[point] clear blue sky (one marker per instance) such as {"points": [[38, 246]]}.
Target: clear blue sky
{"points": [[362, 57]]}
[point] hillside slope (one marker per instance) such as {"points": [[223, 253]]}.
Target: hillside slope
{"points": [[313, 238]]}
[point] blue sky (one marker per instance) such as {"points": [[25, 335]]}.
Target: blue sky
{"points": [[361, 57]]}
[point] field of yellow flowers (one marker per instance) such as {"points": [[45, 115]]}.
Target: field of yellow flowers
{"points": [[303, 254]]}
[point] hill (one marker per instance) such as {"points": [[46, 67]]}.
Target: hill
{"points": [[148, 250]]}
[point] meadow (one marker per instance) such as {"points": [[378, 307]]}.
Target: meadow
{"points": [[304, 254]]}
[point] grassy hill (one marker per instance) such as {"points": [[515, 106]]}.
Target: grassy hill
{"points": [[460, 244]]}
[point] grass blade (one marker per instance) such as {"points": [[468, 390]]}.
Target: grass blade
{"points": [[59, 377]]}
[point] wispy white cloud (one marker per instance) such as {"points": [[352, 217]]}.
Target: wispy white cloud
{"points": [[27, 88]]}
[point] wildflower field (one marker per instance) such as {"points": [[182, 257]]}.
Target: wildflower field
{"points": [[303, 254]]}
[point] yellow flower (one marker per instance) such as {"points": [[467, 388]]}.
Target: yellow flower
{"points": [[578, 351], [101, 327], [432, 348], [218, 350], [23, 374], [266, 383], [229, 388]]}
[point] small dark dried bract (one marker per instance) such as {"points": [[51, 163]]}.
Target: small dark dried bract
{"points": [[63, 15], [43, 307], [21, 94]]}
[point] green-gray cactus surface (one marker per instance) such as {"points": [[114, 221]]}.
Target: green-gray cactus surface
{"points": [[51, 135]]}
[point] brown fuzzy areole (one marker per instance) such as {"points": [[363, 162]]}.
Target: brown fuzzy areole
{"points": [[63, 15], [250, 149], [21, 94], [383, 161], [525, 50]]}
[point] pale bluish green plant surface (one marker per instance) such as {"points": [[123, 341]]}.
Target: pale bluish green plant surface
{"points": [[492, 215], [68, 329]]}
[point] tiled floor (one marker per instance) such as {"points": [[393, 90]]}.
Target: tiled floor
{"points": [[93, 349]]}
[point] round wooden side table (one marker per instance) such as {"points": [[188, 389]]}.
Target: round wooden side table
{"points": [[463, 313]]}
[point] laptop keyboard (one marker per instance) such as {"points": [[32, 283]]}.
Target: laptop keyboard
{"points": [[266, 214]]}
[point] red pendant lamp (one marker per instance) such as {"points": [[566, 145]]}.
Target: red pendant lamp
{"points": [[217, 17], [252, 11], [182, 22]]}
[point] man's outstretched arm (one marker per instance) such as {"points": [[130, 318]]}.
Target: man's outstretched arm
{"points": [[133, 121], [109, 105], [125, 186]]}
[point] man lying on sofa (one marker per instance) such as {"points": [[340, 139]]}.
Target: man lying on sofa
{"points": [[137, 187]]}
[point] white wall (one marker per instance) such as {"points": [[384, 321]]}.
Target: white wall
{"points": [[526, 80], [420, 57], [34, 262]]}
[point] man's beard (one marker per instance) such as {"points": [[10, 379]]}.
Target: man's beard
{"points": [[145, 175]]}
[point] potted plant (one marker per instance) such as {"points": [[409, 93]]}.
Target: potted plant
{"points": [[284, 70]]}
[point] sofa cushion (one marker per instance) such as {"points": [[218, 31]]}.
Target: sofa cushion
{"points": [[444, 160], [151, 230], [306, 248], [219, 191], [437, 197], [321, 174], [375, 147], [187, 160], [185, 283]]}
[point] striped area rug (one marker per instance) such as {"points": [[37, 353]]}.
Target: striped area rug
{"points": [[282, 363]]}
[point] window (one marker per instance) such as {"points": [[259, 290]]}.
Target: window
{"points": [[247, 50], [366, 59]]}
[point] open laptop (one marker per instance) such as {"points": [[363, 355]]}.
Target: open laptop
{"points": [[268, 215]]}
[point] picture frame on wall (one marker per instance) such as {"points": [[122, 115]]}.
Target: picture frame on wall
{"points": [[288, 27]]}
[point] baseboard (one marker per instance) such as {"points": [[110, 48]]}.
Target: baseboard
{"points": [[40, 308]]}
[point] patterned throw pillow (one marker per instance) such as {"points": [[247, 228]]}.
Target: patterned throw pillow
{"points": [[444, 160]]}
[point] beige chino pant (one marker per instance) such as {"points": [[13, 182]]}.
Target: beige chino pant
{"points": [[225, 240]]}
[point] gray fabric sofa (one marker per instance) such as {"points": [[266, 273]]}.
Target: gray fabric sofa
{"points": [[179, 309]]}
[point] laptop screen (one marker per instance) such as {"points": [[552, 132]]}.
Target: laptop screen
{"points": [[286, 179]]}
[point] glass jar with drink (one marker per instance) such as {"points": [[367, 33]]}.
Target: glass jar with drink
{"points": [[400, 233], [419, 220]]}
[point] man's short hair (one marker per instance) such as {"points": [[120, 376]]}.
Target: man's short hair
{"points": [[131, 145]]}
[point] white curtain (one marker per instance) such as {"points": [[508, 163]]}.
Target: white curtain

◆ ASSIGNED TASK ◆
Lines containing "curtain": tally them across the records above and give the total alone.

◆ REPLY ◆
2